Text:
+++

We see that all three of God’s promises to Abraham are fulfilled in their primary context in the Old Testament. In their secondary signification, they are fulfilled in the New Testament. All the families (nations) of the earth that shall be blessed together with the saved remnant of Israel as children (seed) of Abraham comprise the Gentiles who have been called to turn from their pagan iniquities, now that Christ has risen from the dead having reconciled mankind to God (Acts 3:24-26). Only those who are of faith (a steadfast love of God for His essential goodness and righteousness) are the true offspring of Abraham – both Jew and Gentile alike (Gal. 3:7-9). There is “neither Jew nor Greek” among those who have been baptized in Christ and have “put on Christ” by conducting their lives in faithfulness to God’s commandments. All who are faithful to God, by walking in the light as our Lord is in the light, are children of Abraham, not only the Jews who have been circumcised (Gal 3: 26-29).

+++

Items:
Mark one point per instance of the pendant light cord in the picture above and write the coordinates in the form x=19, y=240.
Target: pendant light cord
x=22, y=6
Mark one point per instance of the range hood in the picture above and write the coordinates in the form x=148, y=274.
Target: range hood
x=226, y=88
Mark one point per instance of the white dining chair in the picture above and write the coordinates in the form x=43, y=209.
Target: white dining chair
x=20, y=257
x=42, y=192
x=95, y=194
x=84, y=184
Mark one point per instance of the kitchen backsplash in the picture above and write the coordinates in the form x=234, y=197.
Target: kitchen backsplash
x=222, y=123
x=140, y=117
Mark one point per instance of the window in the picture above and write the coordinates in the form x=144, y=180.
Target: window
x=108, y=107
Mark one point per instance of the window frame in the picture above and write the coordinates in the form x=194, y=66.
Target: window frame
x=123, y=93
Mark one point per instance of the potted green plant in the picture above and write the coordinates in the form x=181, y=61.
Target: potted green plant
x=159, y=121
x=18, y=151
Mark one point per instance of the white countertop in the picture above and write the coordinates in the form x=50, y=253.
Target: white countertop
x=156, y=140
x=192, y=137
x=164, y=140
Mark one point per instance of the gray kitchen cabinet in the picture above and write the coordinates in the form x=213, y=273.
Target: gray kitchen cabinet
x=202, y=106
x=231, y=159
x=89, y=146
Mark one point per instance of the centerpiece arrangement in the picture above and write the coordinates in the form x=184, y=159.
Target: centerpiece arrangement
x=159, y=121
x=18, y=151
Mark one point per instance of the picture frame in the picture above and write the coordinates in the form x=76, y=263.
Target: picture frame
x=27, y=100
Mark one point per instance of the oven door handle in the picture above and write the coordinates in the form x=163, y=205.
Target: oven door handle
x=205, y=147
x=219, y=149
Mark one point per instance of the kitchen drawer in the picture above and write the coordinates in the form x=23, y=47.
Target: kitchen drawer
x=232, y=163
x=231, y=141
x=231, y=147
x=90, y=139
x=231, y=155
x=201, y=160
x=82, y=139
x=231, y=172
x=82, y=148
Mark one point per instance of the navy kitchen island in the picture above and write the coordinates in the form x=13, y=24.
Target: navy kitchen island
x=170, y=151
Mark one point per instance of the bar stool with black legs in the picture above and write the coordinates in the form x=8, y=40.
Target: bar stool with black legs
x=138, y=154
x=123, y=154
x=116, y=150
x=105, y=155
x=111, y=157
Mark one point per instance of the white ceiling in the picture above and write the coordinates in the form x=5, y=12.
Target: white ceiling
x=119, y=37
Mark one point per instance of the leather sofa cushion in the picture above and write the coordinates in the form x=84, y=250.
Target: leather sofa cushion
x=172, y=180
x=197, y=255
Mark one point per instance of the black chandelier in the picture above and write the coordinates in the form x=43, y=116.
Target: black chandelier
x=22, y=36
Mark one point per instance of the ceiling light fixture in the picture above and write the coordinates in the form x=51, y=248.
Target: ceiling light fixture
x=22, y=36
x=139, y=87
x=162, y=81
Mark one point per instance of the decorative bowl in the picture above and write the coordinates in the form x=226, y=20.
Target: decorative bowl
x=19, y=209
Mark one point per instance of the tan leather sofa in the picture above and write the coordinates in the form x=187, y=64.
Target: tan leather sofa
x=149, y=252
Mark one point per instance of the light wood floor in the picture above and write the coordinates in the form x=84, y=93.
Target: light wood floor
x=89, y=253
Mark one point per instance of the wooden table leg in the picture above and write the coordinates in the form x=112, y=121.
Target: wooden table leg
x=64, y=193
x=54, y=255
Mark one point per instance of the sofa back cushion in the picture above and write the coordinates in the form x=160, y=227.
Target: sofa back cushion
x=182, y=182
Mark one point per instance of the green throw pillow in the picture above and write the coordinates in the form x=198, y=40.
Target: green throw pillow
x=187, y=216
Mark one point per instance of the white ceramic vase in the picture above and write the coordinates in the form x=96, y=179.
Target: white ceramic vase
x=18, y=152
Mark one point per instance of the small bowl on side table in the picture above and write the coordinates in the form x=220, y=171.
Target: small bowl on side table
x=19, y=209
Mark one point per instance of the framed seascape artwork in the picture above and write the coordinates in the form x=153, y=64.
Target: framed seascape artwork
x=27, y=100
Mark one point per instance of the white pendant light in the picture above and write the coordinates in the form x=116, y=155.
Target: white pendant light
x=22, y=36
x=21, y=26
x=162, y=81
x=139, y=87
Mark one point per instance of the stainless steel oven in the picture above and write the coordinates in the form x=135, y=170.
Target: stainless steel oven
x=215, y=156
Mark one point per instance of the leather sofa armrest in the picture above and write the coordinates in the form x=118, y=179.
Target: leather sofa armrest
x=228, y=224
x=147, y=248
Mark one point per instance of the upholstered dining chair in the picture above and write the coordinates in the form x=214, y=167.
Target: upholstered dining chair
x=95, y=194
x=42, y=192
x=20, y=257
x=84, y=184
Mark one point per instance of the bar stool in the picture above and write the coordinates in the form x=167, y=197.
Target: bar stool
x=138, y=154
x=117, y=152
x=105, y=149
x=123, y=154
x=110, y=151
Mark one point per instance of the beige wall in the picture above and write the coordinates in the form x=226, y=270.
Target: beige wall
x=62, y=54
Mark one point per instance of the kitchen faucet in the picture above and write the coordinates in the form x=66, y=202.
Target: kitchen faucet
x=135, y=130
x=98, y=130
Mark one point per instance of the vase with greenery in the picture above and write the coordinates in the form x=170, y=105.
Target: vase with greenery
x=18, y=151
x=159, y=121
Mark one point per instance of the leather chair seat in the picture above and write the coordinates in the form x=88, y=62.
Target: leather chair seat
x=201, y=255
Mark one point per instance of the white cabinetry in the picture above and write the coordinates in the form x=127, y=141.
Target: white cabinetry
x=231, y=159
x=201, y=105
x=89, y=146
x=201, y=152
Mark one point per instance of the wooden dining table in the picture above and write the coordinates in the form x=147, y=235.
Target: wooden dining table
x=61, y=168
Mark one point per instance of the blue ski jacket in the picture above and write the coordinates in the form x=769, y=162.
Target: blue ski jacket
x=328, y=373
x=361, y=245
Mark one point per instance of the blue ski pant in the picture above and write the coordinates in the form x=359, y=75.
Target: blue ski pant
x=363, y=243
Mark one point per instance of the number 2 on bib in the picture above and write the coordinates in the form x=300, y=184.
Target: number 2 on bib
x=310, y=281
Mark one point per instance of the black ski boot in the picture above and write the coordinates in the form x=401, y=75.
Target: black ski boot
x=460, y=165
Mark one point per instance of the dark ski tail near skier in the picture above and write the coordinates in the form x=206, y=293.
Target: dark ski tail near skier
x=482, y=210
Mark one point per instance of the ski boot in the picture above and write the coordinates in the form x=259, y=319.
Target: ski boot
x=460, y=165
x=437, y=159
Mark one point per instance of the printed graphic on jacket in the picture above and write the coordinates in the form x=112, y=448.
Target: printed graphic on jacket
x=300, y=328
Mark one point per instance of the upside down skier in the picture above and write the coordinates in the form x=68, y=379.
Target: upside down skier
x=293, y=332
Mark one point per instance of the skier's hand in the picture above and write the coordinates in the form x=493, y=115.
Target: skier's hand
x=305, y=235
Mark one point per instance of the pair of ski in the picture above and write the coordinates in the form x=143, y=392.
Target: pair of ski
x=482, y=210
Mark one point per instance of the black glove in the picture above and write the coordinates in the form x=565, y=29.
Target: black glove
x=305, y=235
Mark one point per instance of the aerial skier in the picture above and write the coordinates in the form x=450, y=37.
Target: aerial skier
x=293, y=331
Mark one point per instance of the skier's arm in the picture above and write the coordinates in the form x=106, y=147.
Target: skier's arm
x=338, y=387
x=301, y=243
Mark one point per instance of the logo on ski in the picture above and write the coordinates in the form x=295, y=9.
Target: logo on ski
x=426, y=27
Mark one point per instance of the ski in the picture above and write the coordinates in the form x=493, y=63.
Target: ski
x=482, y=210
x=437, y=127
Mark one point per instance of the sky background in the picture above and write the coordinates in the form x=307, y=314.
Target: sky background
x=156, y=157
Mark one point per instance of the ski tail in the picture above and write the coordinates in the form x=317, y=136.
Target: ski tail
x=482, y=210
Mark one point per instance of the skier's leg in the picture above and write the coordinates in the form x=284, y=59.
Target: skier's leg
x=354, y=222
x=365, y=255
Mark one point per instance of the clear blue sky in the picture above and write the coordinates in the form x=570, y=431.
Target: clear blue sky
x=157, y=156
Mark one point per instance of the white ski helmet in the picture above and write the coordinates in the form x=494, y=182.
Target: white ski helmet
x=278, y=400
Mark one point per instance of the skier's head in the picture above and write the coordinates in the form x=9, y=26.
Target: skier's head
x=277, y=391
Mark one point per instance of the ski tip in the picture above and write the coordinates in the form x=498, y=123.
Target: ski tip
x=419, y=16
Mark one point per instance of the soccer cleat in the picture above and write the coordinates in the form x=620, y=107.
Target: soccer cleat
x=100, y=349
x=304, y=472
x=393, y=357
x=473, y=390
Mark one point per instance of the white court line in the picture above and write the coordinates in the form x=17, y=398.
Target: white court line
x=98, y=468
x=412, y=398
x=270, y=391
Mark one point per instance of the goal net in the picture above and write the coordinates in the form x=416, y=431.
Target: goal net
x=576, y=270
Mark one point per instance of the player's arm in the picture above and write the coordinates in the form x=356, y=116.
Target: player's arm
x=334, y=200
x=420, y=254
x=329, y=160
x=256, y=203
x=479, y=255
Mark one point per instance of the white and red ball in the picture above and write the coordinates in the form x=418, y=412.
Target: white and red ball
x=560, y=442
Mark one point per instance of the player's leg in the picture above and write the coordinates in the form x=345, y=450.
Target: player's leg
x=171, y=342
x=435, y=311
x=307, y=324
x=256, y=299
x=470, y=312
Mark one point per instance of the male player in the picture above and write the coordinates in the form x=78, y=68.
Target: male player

+++

Goal: In the passage on God's promises to Abraham, who are named as the true offspring of Abraham?

Result below: Only those who are of faith, both Jew and Gentile alike.